Excerpted passage:
--- start ---

The rest of the day was a blur because all of my senses had been taken advantage of at the market. There was the smell of both fresh and rotting food. The sound of people yelling all around me trying to get my business. The feeling of sweat on my brow from the relentless sun. The sight of thousands of people both making a living off of the market and living off of the market.

Wednesday was similar to Tuesday—learning book knowledge in the morning, learning life knowledge in the afternoon.

Thursday is the only day of the week when I don’t have class. Later in the semester, Thursday and part of Friday will be devoted to volunteer work. This particular Thursday, Roland had arranged a visit to the African Court and Shanga. We arrived promptly (and stupidly) at the Nyerere Centre at 9am, only to realize that we are now on African time so we didn’t actually leave until an hour and a half later (which is still prompt by Tanzanian standards).

A bus shuttled us to the African Court where we were lectured about its legal proceedings. All of these fancy law terms are relatively new to me, so a lot of the lecture was over my head. Nonetheless, I enjoyed the tour and I admire the work that the Court is doing to hold states accountable in order to strengthen a continent where corruption is widespread.

Following our tour, we were taken down the road to a place called Shanga (which means bead in Kiswahili). We had been told that we would be eating a fancy lunch there, but I came away with a lot more than just a full and happy stomach after the visit. Shanga is an incredible place. The motto is “Kindness is a language which blind people see and deaf people hear.” A European woman started this project to provide disabled Tanzanians with both a job and a way to express themselves. It began in a garage with a necklace that a disabled Tanzanian woman made and now it has expanded into something much bigger, but still humble in size and mission. In order to attract tourists to the shop to buy the products, Shanga expanded to include a restaurant managed by a Frenchman. For once I didn’t feel guilty about eating an expensive four-course meal because all of the profits are given to the disabled employees. They served us mango juice and champagne in fancy glasses before we even sat down. We ate a leisurely lunch under an elegantly draped thatched roof pavilion surrounded by gorgeous trees and flowers. I sat back in my comfortable chair, took a deep breath of pure air, looked around at my new friends, and felt perfectly content. No complaints.

I was very reluctant to leave Shanga, but everyone agreed that we had to come back to spend at least one full day there.

There’s no appropriate way to segue between Thursday afternoon and Thursday evening so I just wrote this sentence instead. Here I go.

--- end ---

Annotated coordinate records:
--- start ---

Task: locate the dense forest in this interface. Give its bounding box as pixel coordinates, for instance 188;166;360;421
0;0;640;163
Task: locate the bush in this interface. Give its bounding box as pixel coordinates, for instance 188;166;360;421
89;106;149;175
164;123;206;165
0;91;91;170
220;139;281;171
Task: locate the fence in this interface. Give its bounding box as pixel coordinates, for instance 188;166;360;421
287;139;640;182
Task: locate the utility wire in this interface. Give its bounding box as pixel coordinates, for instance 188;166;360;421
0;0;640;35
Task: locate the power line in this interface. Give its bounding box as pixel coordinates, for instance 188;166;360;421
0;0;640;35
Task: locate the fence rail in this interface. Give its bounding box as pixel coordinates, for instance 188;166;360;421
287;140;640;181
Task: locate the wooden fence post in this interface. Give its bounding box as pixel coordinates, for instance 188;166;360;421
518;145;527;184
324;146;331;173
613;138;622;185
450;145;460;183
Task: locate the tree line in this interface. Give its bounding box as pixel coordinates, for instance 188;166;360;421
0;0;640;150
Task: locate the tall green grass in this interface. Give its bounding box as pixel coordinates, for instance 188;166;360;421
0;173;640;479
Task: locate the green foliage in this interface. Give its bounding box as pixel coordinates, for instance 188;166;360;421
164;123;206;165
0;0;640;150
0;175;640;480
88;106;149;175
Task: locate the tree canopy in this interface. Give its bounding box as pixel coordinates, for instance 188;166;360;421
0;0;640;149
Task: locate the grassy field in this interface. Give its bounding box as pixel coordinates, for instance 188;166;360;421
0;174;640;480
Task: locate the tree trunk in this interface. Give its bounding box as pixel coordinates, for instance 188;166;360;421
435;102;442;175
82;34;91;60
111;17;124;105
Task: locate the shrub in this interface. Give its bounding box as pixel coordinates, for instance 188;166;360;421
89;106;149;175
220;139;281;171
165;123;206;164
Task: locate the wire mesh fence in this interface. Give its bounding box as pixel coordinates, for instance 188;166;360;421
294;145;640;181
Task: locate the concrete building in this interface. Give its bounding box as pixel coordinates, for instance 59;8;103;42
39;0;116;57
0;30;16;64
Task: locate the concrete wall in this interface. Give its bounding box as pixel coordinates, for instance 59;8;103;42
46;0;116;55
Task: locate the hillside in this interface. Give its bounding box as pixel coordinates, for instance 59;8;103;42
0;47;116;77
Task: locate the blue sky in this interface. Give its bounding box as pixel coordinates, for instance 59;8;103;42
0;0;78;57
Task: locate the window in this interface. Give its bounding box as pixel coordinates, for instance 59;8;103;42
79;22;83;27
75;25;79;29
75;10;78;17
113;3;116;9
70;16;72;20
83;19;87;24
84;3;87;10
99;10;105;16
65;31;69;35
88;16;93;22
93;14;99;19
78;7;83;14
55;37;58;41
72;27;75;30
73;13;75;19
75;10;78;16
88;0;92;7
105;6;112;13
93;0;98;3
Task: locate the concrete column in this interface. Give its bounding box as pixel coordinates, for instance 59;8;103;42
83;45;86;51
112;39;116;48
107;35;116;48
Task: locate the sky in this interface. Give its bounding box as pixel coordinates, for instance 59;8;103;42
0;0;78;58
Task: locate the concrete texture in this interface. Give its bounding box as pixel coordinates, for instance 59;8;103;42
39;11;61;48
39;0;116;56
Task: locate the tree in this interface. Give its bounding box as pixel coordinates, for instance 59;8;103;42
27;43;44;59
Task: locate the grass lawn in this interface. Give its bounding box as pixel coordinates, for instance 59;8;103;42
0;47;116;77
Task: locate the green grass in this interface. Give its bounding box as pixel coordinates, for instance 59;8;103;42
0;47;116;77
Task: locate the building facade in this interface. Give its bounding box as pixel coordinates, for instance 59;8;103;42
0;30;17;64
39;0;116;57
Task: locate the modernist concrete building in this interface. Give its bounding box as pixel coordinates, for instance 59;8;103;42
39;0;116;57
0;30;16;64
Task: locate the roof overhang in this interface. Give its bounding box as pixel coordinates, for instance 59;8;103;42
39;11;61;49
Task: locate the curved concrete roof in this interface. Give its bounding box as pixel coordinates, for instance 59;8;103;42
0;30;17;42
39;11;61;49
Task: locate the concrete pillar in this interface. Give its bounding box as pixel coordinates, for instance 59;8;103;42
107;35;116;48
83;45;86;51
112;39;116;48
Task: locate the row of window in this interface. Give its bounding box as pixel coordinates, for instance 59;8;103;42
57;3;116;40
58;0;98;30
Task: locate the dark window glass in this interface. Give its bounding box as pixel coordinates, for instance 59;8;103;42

--- end ---

What is asked:
- A) Answer these questions about the travel journal:
(i) What does the word Shanga mean in Kiswahili?
(ii) At what time did the group arrive at the Nyerere Centre?
(iii) Who manages the restaurant at Shanga?
- B) Reproduce the travel journal from "A bus shuttled" up to and including "corruption is widespread.".
- C) Does each statement below agree with the travel journal? Answer yes or no, and quote the words that decide it.
(i) Thursday is the only day of the week without class.
(ii) The writer followed the African Court lecture with ease.
(iii) Shanga began in a garage.

Solutions in order:
- A)
(i) Bead.
(ii) 9am.
(iii) A Frenchman.

- B)
A bus shuttled us to the African Court where we were lectured about its legal proceedings. All of these fancy law terms are relatively new to me, so a lot of the lecture was over my head. Nonetheless, I enjoyed the tour and I admire the work that the Court is doing to hold states accountable in order to strengthen a continent where corruption is widespread.

- C)
(i) Yes: "Thursday is the only day of the week when I don’t have class."
(ii) No: "a lot of the lecture was over my head."
(iii) Yes: "It began in a garage with a necklace that a disabled Tanzanian woman made"